**Text to read:**
★ ★ ★ ★ ★ ★ ★
At 100%, it's $6 billion. So our share would be a lot less.
Got it. Okay. And then in terms of timing, you've gone through the 75 malls. So, the 35 opportunities that you identified, how should we think about completion of those 35 opportunities over time, and then maybe even these nine that you've identified that pertain to the $3 billion?
So I'd like to just focus on these nine. So we start to see them go into construction in 2020, 2021, and so we would sort of sit back and say by 2023, 2024 these nine will be complete. Really don't have a timeline for the other 2025 or so. We'll have a better idea as the year goes on, but we're very focused on getting these nine into the ground.
Yes, okay. And then my last question just maybe shifting gears to the quarterly results and maybe a question for Bryan Davis. The investment fees and the other revenue component of the results was about $140 million, so that was double the Q4 2017 print, almost double the Q3 2018 print. I think you identified about $20 million of transaction fees on the retail side during the quarter, but how should we think about the sustainability of that $138 million going forward?
Yes, just to clarify, I did identify $20 million in transaction income. It's not just retail. It was a combination of termination income, condominium sales, and then the last one was a merchant build gain. As it relates specifically to fee income, we didn't really see anything that was materially lumpy in this quarter.
We do get the benefit of, of course, an increased ownership in our Core Retail and the associated fees with that business. In addition, there's incremental fees on that business as a result of the JVs that were created to raise the capital. So absent maybe some leasing transaction and some development fees that we earn, it should be sustainable going forward.
Okay. That’s great. Thank you.
Thank you. Our next question comes from the line of Sam Damiani from TD Securities. Your question please.
Thank you, and good morning. Just with the benefit of I guess four months or five months hindsight after the September investor update, how do you look at the five-year goal of dividend growth and FFO growth, given the changes in capital allocation that we've seen so far?
Well, you know, our business doesn't move quite that fast, Sam. So, I'd say our outlook is still intact. I think our plan has been for the last five years and will be for the next five years, as well, to grow earnings at 7 to 9 and grow our distribution between 5% and 7%. So I don't think anything that's happened over the course of the last three of four months has changed any of that.
Okay. Thank you for that. Just on the retail, as you take space out of service over the next few years, how much of that is going to be anchor space versus high rent-paying CRU space?
I would say most of it is anchor space, and most of it sort of sits in parking lots and parking decks. Very little of it is in line space, although there is a sort of, I guess, a shadow impact on in-line space when you do take an anchor space out. So you do start to see some negative impact. But we're not really taking out in line space, although you will have an impact just purely because it's a development going on next door.
★ ★ ★ ★ ★ ★ ★
**Rows:**
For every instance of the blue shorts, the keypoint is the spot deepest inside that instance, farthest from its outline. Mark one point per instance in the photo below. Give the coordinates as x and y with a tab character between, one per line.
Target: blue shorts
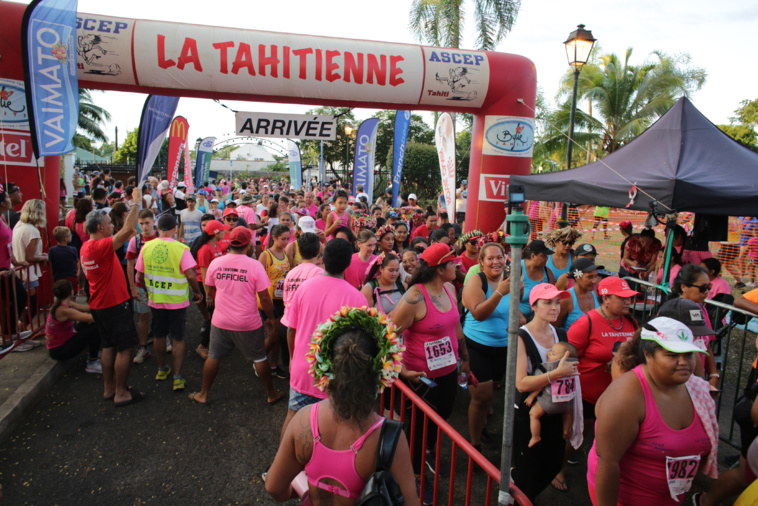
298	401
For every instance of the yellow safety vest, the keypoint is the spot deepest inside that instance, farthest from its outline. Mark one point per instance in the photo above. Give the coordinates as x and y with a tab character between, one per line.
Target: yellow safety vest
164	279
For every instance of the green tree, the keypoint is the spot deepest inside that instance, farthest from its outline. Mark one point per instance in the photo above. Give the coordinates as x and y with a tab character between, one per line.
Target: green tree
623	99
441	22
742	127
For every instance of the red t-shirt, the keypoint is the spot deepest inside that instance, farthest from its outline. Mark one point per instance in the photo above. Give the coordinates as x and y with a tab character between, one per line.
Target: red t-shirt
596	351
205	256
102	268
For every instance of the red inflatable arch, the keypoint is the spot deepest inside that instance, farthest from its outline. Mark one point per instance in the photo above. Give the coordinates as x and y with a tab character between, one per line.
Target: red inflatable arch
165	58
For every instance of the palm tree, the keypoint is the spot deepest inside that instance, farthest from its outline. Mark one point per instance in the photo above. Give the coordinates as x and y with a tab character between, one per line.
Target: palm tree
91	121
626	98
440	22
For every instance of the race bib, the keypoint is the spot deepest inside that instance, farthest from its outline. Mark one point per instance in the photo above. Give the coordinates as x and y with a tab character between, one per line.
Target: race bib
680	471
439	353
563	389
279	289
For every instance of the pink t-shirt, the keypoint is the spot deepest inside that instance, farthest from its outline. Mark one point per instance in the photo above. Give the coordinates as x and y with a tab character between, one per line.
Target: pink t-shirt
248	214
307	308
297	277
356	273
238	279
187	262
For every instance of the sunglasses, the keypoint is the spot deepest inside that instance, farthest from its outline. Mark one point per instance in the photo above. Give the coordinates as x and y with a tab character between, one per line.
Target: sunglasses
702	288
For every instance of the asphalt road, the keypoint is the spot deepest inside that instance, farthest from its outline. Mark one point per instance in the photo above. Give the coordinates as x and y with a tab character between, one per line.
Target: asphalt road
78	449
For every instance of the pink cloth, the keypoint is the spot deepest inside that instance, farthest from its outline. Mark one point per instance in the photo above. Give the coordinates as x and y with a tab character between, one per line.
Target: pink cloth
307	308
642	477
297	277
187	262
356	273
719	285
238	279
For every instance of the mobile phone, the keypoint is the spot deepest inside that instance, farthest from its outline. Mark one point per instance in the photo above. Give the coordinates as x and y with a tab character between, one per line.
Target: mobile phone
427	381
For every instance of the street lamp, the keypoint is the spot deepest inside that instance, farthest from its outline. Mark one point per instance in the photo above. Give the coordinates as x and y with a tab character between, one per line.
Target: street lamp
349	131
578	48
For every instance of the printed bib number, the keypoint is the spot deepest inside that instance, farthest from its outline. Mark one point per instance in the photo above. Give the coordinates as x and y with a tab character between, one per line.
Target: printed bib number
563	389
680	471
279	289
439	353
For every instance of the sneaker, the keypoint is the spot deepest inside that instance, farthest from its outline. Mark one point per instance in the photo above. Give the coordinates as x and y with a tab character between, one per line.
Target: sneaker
★ ★ ★ ★ ★ ★ ★
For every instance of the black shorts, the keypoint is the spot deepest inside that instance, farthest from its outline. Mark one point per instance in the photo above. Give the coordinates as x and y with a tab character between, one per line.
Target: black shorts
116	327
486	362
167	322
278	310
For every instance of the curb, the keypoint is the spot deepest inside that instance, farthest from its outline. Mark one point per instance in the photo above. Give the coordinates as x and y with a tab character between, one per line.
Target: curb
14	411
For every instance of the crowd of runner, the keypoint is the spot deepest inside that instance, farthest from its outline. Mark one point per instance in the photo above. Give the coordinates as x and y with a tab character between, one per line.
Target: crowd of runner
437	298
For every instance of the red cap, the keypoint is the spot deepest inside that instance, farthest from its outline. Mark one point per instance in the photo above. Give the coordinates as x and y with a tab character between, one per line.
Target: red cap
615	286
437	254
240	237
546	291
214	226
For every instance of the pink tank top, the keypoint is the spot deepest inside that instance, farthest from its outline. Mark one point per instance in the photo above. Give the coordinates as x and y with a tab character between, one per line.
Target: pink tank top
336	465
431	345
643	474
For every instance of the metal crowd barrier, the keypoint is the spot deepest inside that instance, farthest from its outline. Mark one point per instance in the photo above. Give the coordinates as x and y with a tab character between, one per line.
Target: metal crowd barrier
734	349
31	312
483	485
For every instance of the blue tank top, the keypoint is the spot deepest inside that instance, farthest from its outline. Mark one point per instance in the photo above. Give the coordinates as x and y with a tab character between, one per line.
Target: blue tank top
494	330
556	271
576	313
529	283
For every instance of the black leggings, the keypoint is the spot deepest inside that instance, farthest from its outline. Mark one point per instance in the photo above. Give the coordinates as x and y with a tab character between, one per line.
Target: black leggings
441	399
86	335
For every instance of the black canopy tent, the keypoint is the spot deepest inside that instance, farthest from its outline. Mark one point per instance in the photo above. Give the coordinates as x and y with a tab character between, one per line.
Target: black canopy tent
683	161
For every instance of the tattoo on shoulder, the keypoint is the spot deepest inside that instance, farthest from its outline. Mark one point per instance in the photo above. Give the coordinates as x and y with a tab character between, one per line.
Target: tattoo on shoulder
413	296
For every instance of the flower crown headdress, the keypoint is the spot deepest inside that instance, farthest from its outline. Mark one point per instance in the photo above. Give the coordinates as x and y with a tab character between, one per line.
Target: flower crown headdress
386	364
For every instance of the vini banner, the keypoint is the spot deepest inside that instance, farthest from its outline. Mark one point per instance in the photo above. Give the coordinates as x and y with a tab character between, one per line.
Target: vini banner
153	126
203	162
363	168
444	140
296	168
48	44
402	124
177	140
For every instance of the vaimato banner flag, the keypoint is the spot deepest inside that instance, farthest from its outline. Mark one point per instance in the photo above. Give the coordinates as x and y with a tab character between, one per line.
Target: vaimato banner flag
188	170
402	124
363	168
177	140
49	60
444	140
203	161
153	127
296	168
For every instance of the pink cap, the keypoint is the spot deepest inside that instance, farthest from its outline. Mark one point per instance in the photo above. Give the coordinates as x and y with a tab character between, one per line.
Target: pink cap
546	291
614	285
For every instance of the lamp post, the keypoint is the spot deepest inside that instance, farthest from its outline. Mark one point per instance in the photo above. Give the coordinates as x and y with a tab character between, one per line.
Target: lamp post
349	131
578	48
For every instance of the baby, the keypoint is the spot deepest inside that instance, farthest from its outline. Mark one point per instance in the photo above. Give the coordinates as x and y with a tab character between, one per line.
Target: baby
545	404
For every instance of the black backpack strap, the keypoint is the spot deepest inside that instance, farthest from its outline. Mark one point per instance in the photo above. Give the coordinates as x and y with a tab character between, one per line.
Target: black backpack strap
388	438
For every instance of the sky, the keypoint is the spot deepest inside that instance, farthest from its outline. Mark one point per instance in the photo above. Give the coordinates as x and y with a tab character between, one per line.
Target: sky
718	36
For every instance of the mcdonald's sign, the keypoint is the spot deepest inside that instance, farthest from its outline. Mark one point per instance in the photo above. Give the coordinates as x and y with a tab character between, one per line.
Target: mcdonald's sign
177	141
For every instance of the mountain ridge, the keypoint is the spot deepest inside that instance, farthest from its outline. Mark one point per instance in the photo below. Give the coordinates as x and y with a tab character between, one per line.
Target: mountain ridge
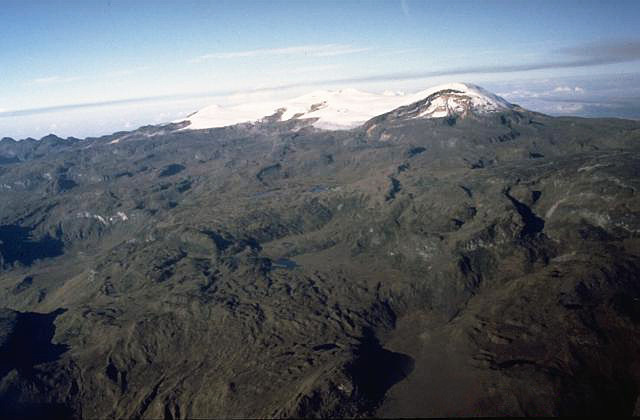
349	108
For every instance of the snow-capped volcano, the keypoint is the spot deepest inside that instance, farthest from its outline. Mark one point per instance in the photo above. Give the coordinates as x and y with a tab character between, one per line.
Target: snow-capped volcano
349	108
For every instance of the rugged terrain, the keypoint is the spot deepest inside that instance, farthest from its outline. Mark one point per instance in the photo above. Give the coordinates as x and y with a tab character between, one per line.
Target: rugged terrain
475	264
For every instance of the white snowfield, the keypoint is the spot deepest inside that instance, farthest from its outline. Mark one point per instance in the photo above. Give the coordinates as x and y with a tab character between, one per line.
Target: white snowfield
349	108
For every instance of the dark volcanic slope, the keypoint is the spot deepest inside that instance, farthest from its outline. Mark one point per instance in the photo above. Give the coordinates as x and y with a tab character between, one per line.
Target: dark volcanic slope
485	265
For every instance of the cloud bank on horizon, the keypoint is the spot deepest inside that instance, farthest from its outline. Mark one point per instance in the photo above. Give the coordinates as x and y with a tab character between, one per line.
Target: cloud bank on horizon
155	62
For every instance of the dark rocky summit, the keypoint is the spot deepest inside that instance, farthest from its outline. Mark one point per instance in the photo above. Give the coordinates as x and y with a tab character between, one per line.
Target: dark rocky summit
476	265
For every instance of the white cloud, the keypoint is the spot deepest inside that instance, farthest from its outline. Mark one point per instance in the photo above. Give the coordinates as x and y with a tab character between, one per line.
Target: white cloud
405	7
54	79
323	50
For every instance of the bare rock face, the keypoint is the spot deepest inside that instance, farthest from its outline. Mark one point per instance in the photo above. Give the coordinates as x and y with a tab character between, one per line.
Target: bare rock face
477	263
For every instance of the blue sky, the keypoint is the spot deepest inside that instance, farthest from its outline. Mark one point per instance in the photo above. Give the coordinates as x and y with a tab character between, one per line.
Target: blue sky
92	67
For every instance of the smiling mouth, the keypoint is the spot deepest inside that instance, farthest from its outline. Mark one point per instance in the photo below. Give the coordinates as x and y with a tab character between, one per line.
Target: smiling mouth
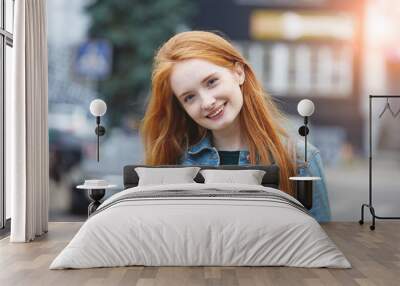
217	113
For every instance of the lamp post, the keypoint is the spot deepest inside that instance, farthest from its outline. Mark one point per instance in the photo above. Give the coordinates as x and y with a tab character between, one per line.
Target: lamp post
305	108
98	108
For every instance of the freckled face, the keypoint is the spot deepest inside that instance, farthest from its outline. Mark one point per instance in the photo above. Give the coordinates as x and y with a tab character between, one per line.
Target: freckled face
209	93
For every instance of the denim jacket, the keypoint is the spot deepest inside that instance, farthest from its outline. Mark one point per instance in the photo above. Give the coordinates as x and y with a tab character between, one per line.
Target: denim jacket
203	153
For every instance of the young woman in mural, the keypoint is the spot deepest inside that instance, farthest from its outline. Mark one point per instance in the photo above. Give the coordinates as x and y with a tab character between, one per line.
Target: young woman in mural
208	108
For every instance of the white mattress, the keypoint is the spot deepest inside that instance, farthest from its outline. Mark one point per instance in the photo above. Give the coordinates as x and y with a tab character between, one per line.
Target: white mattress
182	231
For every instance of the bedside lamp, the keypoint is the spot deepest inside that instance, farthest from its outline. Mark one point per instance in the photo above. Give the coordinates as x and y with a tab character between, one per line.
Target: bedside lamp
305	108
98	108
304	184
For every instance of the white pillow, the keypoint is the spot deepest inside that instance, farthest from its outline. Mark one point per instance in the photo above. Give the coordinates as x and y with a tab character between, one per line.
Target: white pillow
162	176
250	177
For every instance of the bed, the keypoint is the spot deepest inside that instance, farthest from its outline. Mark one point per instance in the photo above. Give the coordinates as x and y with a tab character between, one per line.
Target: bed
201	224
★ ★ ★ ★ ★ ★ ★
**To be done:**
A) Reproduce the part of the call transcript starting with "Yes, just to" and going on through "sustainable going forward.".
B) Carry the call transcript on from its last line.
Leave the listing alone; it has nothing to do with what you're asked here.

**Answers for the tasks:**
A)
Yes, just to clarify, I did identify $20 million in transaction income. It's not just retail. It was a combination of termination income, condominium sales, and then the last one was a merchant build gain. As it relates specifically to fee income, we didn't really see anything that was materially lumpy in this quarter.
We do get the benefit of, of course, an increased ownership in our Core Retail and the associated fees with that business. In addition, there's incremental fees on that business as a result of the JVs that were created to raise the capital. So absent maybe some leasing transaction and some development fees that we earn, it should be sustainable going forward.

B)
Thank you. One last one if I could. Just on the London market, if you could provide a bit of an update as to what's sort of going – happening on the ground today in terms of leasing and transactions?
Surprisingly, I think for those who are not in London on a daily basis, activity and sentiment generally in the market is pretty good, notwithstanding some of the headlines and turmoil that seems to be happening on a political front over there. So, we've actually seen pretty good leasing momentum within Canary Wharf, as well as in our city portfolio. And although we don't really have any assets in the market right now, so this is more – I'd say, anecdotal or in speaking to appraisers, et cetera, in the market, there does seem to still be quite a bit of offshore, in particular, appetite for London office buildings.
So it appears as though the investment market is robust. I'd say I would expect January, February, and March of this year, it's going to be slower than the last quarter of 2018, but I think surprisingly the market feels pretty resilient right now.
Great. Thank you.
Thank you. [Operator Instructions] Our next question is a follow-up from the line of Sheila McGrath from Evercore. Your question, please.
Yes, I was wondering if you could give us an update on Manhattan West progress on that project and the news that you'll probably start another tower there.
Yes, sure. Sheila, it's Ric. Manhattan West has been incredibly successful for us. On the office front, there's about 4 million square feet of office space there and with the ground-up tower at One Manhattan West being completed later this year. So among that 4 million square feet, we're 92% leased, plus or minus.
We've got very robust activity of a couple of million feet. So with that, given our location is right across the street from the most heavily trafficked train station in this part of the world. We've decided that we are going to build the South Tower. So it's another 2 million square feet coming on.
I think the thing that is appealing to tenants in the market about that is when this tower is done. Our 7 million square foot project is 100% finished. Those tenants won't be living in a construction zone. So, lots of successes on the office front. We've been doing a lot of retail leasing, and our apartment buildings should hit stabilization in the upcoming quarter. So, it's just a lot of good news there.
Okay, great. And then any comment on Greenpoint or an update there and your thoughts if Amazon is successful at relocating to Long Island City, impact on that project?
So, when we went into – I'd like to say we knew about the Amazon decision before we invested here. And just without the Amazon decision, it's been a good success for us. So One Blue Slip, which opened a few months ago, is now just shy of 30% leased. We're signing between 20 and 30 leases a month. This is the slow season, so that's really encouraging.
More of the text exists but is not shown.